> Enunciado de la tarea
Prosigue el texto sobre los modales en la red a partir de su última oración.

¿Existe algo como un “Manual de conducta 2.0”? ¿Somos educados en la red? ¿Hay maneras “correctas” de comportarse? Esto no es un intento de respuesta, esto es una invitación a la libertad.
Hay un momento en el primer grado de educación básica donde los niños memorizan las normas que instintivamente los han acompañado desde que aprendieron a comunicarse en casa: mirar a la persona que habla; usar un tono de voz adecuado, expresarse de forma clara y sencilla; prestar atención a quien habla; no interrumpir al hablante, esperar su turno para responder; y muchas más.
En teoría, esto debería ser suficiente para garantizar adultos socialmente funcionales, conversadores respetuosos y eficaces, capaces de evitar o resolver malos entendidos. Hasta que un día, una empresa repleta de adultos que aprobaron satisfactoriamente el primer grado decide prohibir el uso de smartphones durante las reuniones de trabajo porque sus empleados, con vista fija en el celular, son incapaces de mirarse a la cara.
Si bien es cierto que la tecnología al servicio del hombre ha derivado en algunos casos en el hombre al servicio de la tecnología, contrario a lo que muchos apocalípticos podrían afirmar, la culpa no es del teléfono celular, el iPad, Facebook, Twitter, o “el fulano Internet”.

[Entradas del conjunto de datos de anotación]
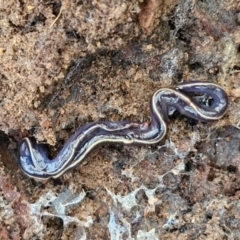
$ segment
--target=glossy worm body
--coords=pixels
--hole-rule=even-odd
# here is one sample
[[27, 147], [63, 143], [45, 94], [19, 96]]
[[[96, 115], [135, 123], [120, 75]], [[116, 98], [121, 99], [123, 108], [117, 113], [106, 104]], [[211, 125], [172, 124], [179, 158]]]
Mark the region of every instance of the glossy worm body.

> El resultado
Lo que ocurre al abrir una cuenta en una red social en Internet es una reedición de ese momento estelar de nuestra niñez en el que descubrimos por primera vez que no estamos solos. A ese pensamiento sobreviene inmediatamente este otro: `estamos rodeados´. Pero una vez superada la ansiedad inicial comenzamos a hacer lo que mejor sabemos: relacionarnos con otros seres humanos bajo normas que nos son naturales.
En el camino de la interacción aparece el reforzamiento del YO, tan común en estas formas de relacionarnos, nos invita a compartir quién soy, a qué me dedico, cuáles son mis gustos, quiénes son mis amigos, dónde estoy. Pero también a recibir esa información de miles de otros como yo. No en vano, la experiencia más enriquecedora para muchos usuarios activos de la red ha sido poder escuchar al mundo.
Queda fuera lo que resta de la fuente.